WHAT YOU SHOULD DO — Could you copy everything in the data from the line containing "For every instance of the face shield headband" down to the line containing "x=142, y=258", both included, leaving each request unchanged but multiplying every answer coordinate by 0.8 and rounding it to a whole number, with halves rounded up?

RECORDS FOR PROCESSING —
::::::
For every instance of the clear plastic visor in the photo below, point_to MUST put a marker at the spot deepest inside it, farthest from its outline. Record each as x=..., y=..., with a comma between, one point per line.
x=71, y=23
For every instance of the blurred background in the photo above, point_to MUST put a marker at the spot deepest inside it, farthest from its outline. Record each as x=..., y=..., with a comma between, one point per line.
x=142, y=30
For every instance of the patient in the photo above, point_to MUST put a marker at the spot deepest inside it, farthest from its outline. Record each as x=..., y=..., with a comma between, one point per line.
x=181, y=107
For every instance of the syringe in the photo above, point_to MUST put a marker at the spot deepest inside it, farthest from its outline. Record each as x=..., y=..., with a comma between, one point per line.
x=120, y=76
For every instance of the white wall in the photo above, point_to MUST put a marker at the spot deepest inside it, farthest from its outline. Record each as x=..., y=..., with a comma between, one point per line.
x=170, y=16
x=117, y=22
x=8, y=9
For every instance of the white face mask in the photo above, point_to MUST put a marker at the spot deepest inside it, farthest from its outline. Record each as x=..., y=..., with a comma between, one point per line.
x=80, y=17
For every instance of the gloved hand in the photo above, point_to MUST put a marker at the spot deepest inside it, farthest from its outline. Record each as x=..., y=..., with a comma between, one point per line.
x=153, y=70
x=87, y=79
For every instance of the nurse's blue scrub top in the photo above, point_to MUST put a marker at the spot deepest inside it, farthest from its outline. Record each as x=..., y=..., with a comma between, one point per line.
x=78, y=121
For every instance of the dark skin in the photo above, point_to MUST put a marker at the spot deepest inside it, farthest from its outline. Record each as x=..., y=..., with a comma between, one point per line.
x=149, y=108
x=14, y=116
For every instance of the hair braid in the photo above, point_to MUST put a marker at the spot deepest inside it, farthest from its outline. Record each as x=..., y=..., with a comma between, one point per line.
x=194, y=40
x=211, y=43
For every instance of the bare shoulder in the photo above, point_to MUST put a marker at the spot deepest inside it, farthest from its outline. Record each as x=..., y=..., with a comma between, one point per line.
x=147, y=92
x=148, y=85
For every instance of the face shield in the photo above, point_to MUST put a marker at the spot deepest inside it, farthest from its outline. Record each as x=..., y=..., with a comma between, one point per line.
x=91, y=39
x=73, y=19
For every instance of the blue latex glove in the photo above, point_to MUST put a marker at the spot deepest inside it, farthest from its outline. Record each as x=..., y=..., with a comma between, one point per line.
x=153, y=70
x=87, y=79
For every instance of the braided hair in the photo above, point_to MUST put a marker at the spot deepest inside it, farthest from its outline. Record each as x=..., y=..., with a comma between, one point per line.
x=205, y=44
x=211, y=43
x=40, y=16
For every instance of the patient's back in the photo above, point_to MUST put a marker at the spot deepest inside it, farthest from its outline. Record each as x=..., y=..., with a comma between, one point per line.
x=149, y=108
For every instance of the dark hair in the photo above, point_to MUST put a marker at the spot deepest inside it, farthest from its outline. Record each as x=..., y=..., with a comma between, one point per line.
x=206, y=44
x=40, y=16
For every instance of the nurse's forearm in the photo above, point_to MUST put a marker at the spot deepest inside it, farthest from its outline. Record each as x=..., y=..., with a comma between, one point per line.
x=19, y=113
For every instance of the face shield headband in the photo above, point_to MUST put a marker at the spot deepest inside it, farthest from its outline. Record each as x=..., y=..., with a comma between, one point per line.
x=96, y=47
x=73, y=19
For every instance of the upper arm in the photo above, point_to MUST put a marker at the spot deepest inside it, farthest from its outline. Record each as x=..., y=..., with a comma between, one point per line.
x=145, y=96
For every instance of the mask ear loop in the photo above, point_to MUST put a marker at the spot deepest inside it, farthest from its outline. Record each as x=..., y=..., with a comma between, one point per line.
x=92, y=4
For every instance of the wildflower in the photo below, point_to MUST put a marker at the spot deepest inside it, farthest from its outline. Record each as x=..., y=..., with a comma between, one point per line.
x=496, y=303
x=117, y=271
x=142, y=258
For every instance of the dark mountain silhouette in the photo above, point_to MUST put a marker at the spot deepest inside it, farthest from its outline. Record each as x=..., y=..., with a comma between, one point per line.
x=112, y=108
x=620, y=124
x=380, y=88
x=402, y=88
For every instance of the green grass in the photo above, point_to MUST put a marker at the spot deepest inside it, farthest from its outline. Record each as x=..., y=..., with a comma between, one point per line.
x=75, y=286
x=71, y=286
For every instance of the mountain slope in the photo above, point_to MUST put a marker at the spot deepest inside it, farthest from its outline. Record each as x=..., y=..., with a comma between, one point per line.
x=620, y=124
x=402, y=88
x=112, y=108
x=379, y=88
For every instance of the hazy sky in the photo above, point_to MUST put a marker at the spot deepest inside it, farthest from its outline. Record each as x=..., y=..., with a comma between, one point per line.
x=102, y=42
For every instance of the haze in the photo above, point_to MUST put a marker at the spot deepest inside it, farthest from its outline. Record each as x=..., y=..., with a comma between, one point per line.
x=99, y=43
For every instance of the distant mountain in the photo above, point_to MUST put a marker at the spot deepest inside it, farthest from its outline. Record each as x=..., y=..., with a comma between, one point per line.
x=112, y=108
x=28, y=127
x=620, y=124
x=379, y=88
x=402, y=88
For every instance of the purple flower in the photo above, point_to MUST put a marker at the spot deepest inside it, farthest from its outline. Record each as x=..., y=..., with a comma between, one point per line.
::::::
WORKED SOLUTION —
For every instance of the face shield headband in the photo above, point_to MUST put a marker at the spot deepest inside it, farthest from its outline. Record each as x=..., y=..., with a comma between, one point per line.
x=77, y=38
x=58, y=15
For every instance of the upper arm in the photo above, point_to MUST put a marker at the spot deepest inside it, farthest from its outline. Record each as x=..., y=..., with a comma between, one point per line.
x=116, y=77
For every instance of the mask ear loop in the photo above, point_to MUST put a marker at the spot deepest inside it, farthest from its outline. Record each as x=..., y=..., with a comma between, one point per line.
x=74, y=3
For every instance of the wildflower in the photo below, point_to MUST put a marker at the spot deepest inside it, farthest from its outline. Record each as x=..., y=..., with a comma between, one point per line.
x=397, y=242
x=94, y=217
x=114, y=206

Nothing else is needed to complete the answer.